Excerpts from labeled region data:
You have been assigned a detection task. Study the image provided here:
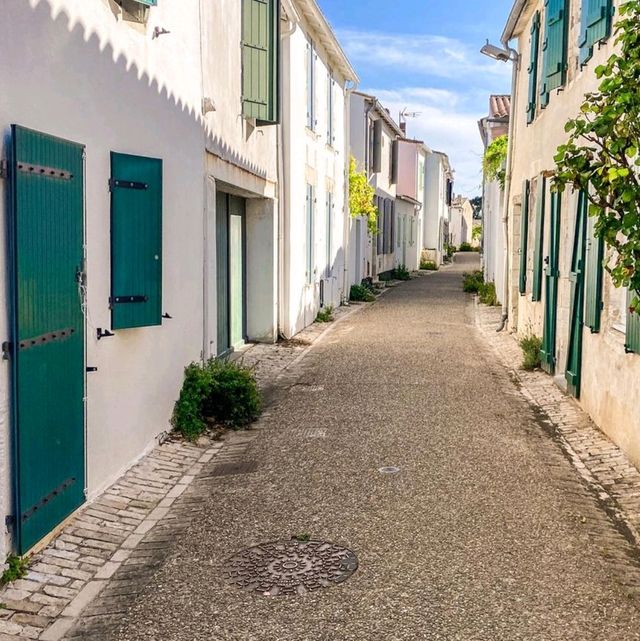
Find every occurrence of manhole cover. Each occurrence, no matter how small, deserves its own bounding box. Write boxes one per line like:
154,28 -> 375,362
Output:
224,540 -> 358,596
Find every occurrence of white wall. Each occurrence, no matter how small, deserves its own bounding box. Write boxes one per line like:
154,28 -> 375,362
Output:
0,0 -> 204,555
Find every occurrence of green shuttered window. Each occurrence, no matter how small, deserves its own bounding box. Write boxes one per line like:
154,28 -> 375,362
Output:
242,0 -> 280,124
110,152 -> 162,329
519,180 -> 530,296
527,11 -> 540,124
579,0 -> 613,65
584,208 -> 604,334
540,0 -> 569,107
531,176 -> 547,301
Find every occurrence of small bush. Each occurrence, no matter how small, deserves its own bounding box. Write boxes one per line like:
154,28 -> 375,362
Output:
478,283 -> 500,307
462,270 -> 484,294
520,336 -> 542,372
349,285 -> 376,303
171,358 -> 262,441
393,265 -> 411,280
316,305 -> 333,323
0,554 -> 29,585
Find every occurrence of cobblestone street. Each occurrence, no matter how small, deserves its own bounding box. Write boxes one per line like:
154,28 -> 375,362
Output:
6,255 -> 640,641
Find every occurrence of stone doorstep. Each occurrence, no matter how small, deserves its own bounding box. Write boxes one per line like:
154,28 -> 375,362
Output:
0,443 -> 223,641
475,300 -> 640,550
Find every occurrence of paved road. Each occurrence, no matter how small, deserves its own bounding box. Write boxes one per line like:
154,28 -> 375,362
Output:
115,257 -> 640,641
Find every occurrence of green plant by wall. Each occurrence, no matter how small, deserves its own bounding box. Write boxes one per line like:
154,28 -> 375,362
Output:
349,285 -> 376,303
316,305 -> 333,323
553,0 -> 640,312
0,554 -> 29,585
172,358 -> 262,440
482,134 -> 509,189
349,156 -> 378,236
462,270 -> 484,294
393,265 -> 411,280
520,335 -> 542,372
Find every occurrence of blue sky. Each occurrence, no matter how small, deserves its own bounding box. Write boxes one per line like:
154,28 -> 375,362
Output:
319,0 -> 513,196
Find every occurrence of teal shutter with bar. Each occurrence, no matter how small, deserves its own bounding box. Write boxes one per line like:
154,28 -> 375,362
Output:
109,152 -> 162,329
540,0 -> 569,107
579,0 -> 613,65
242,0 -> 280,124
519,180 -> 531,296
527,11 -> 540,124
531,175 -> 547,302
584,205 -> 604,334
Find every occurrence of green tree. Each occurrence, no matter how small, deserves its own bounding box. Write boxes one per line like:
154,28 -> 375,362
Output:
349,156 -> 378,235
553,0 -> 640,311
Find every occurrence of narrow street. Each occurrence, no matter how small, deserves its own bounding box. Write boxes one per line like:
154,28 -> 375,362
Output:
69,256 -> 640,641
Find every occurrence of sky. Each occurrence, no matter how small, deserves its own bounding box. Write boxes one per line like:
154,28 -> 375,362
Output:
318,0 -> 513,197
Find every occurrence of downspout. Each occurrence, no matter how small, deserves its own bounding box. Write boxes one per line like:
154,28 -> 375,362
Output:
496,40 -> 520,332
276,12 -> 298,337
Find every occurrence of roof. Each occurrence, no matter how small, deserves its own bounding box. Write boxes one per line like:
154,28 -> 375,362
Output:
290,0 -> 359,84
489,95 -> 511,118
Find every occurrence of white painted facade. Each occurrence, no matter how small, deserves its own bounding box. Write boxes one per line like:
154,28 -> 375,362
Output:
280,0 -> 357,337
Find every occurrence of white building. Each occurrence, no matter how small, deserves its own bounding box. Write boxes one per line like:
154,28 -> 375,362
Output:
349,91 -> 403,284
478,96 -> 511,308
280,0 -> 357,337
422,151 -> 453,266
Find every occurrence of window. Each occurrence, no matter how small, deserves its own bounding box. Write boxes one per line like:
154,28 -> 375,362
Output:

==

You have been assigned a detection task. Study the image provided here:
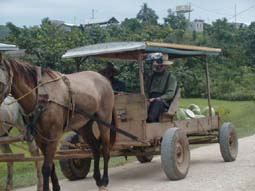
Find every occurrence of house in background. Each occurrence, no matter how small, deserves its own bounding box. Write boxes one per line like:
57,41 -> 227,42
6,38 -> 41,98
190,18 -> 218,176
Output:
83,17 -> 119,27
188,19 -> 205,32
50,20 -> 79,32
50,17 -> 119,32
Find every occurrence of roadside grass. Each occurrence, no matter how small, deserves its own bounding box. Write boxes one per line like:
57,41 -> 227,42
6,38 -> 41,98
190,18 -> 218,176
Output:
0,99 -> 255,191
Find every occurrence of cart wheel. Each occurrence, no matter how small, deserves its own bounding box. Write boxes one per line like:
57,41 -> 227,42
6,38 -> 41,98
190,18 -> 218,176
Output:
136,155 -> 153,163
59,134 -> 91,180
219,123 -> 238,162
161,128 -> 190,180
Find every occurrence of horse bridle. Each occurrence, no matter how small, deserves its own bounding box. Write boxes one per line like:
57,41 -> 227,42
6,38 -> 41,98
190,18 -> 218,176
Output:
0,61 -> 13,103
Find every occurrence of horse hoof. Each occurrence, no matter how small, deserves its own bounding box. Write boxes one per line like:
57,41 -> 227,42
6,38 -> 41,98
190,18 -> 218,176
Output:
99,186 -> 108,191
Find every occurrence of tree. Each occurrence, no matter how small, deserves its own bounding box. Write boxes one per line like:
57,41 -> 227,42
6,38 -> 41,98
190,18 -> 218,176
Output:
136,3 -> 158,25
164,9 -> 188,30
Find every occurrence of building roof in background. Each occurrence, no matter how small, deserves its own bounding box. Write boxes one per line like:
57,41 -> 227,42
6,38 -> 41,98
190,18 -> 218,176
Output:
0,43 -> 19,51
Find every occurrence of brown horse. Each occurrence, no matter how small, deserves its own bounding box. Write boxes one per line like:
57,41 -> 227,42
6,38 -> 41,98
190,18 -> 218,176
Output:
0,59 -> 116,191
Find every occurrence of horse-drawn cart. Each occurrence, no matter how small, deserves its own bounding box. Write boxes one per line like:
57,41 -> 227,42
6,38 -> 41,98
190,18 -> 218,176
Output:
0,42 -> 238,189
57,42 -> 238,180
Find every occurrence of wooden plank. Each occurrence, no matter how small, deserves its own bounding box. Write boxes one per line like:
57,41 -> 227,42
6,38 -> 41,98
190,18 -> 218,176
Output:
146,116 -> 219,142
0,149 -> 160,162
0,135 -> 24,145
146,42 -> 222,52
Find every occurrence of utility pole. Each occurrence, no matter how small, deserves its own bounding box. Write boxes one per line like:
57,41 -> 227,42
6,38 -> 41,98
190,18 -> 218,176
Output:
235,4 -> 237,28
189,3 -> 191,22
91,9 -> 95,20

...

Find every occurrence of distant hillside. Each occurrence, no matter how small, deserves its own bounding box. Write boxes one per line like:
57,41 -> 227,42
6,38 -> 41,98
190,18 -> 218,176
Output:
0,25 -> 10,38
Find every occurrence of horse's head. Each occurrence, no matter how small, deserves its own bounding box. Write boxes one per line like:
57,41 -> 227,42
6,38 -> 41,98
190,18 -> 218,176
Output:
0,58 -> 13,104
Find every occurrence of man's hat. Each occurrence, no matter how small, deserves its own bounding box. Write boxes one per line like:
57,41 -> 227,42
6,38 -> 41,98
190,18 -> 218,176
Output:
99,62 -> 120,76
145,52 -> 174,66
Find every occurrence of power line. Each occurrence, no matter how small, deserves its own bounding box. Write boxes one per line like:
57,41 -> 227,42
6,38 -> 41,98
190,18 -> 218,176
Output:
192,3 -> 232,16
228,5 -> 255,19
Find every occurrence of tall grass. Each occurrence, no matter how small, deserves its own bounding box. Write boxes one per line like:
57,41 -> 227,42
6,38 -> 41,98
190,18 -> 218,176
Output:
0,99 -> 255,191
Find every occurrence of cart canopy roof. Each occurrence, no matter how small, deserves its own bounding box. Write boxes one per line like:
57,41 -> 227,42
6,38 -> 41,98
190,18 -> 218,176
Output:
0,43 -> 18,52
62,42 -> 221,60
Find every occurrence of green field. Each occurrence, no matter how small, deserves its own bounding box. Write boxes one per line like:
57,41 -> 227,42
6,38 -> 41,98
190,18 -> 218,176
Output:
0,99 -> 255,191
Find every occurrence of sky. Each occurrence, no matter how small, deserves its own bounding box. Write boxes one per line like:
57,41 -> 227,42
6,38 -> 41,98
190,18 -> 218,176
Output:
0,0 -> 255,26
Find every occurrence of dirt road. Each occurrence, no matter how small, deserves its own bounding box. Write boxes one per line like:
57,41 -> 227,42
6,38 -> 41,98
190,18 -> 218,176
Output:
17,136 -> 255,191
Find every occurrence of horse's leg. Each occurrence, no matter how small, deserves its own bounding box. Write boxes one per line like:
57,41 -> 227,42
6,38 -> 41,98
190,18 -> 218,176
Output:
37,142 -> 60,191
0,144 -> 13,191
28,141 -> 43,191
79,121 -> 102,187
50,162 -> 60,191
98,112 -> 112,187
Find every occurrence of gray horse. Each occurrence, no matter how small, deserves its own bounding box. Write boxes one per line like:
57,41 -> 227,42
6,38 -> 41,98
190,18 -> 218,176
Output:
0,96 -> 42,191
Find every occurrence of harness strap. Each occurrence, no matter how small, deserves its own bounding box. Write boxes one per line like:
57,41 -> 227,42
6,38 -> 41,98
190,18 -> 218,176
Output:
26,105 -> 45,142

== What is asked ==
Turn the lines of the material above into a numbered list, starting at the line that contains "Find every occurrence of gray" and ending at the line that contains "26,105 -> 45,142", with any blank lines left out.

== Final result ==
1. Find every occurrence of gray horse. Each occurrence, no matter how small, deserves its own bounding box. Write boxes one per line like:
2. 57,41 -> 227,42
3. 6,38 -> 41,98
4. 190,18 -> 218,176
5. Output:
6. 0,96 -> 42,191
7. Find every occurrence of harness strap. Each occurrence, no matter how small, deserves its own bounding box. Write boxes one per line like:
8. 57,41 -> 227,42
9. 6,38 -> 41,98
10. 190,18 -> 218,176
11. Output:
12. 26,105 -> 45,142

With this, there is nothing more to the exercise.